::: Supplied material

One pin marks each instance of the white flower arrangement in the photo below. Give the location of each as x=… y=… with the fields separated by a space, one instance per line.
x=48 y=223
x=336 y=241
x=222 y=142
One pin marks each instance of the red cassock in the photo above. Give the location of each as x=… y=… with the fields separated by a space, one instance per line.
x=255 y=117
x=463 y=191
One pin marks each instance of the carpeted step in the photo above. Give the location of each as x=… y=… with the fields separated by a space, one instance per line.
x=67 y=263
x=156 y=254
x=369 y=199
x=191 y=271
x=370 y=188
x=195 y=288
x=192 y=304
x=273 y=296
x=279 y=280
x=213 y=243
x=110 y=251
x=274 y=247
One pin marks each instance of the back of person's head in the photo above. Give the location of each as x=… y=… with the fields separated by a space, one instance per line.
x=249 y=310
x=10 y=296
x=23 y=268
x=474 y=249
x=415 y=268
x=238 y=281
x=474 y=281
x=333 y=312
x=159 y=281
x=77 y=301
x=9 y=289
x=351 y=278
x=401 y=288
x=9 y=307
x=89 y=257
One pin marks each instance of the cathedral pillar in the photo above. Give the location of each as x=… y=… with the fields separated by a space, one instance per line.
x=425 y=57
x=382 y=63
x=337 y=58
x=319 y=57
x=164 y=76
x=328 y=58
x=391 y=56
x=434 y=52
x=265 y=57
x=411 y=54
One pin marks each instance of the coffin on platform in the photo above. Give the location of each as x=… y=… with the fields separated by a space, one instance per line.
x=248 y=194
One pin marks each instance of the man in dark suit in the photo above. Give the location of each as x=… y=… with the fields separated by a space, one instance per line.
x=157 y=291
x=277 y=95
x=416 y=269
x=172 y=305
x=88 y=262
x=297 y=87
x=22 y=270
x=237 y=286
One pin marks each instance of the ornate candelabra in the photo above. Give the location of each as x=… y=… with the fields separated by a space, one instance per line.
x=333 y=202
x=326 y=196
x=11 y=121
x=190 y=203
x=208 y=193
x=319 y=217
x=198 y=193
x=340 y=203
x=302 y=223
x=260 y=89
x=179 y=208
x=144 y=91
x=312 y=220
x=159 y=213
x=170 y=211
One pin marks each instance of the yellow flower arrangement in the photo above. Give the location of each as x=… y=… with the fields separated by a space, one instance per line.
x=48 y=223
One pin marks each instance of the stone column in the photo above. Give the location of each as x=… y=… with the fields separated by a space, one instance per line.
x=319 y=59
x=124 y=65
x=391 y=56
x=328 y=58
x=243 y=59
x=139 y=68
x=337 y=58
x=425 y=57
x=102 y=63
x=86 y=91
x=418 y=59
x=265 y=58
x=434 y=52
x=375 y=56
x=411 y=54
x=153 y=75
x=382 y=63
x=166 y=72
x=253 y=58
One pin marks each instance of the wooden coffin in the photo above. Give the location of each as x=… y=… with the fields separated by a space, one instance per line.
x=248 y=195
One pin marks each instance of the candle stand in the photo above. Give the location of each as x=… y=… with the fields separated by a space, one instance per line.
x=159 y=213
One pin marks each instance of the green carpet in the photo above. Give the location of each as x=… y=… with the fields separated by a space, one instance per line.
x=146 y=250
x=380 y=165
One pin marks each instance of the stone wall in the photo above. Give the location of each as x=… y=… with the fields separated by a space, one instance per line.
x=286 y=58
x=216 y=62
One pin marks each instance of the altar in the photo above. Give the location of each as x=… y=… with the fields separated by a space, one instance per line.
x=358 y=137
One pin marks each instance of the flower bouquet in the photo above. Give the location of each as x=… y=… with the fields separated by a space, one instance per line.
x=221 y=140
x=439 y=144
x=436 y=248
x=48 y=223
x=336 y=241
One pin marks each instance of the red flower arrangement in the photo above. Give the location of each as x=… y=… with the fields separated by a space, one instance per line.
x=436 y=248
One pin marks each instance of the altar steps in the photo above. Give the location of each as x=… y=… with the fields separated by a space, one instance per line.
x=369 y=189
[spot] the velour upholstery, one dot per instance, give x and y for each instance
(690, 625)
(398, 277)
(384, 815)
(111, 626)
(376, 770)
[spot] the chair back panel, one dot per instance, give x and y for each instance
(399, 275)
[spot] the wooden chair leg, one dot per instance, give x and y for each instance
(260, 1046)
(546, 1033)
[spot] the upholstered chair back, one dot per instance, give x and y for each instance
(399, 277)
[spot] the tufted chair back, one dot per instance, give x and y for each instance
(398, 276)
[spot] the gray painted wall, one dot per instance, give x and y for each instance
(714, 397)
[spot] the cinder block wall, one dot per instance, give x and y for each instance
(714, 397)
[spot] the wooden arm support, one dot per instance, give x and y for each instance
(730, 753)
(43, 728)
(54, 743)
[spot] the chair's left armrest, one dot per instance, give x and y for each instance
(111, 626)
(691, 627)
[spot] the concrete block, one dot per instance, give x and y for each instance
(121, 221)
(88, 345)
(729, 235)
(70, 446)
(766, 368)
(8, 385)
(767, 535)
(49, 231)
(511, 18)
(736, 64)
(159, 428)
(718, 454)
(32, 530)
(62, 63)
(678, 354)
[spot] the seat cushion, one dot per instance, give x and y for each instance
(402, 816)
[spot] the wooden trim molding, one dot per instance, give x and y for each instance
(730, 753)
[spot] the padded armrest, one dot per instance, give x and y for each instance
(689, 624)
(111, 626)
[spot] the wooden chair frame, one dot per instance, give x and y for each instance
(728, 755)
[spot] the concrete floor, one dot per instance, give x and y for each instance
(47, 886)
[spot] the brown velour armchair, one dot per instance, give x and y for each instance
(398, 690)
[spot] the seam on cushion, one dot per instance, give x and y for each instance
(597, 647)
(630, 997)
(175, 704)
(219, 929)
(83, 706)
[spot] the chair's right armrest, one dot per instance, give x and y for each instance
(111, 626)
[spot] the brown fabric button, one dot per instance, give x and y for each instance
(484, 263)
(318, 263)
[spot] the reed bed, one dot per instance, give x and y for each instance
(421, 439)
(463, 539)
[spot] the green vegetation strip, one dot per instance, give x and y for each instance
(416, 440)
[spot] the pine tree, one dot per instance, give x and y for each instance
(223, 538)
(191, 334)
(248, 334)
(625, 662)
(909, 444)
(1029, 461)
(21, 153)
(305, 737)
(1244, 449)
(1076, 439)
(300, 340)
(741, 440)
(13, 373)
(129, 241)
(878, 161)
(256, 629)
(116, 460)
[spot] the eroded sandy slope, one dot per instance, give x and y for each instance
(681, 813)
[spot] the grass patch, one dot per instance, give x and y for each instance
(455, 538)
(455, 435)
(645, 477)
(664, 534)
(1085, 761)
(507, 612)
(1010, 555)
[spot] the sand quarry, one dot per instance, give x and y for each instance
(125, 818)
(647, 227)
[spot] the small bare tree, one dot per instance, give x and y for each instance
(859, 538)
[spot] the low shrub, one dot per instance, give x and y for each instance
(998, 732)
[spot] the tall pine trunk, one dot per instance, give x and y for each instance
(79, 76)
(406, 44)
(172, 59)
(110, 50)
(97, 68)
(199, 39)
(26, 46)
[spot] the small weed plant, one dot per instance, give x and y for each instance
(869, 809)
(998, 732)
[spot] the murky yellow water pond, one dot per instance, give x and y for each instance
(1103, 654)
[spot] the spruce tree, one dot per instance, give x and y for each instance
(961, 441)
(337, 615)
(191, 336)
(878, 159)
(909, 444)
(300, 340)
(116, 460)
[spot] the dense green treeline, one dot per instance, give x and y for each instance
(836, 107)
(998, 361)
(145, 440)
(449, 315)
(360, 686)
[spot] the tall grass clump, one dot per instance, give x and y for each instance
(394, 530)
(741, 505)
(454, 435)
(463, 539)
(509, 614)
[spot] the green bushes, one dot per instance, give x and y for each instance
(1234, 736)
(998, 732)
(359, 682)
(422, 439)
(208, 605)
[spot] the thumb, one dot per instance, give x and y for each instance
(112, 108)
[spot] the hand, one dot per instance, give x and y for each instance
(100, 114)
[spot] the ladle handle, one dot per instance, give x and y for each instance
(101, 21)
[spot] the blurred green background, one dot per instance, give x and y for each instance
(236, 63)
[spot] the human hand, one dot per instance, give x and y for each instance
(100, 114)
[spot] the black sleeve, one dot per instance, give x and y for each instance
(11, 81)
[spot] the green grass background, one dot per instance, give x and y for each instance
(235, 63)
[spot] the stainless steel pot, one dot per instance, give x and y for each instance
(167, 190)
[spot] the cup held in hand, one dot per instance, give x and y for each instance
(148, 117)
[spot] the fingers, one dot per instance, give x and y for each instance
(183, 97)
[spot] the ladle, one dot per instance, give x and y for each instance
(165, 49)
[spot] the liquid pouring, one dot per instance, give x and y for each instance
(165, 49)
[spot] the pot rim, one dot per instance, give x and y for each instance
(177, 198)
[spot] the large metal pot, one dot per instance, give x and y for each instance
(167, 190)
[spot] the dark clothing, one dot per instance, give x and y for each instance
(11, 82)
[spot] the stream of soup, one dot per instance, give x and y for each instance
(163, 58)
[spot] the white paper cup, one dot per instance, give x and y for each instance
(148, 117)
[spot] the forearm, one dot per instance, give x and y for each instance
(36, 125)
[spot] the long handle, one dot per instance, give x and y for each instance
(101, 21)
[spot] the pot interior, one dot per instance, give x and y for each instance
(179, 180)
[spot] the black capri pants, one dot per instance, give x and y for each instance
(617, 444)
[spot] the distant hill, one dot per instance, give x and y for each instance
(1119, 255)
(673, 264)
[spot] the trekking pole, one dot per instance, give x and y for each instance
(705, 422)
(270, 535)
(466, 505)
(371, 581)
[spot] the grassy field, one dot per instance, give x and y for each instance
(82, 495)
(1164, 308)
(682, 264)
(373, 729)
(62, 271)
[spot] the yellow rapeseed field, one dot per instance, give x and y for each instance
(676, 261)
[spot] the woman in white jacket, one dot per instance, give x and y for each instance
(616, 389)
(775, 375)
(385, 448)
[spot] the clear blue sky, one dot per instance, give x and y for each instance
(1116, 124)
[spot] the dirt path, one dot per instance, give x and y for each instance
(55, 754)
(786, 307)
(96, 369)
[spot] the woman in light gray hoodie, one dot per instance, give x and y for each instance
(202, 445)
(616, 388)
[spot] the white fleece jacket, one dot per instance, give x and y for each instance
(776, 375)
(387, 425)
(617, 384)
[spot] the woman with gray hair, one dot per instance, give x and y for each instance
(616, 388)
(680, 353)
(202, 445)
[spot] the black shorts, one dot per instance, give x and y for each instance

::::::

• Your task
Output the rows from the start of the records through the line containing "x=463 y=191", both ends included, as a two-column CSV with the columns input and output. Give one CSV line per row, with the row's text in one quoted field and its answer in the other, and replace any line breaks with spaces.

• Answer to this task
input,output
"One pin marks each instance of the white flower arrangement in the photo below. Give the location of each as x=… y=… with the fields separated by a space, one instance per line.","x=48 y=223 x=336 y=241 x=222 y=142"
"One pin marks each instance of the red cassock in the photo above. Give the location of each as x=… y=… with the fields separated by a space, one instance per line.","x=255 y=117 x=463 y=191"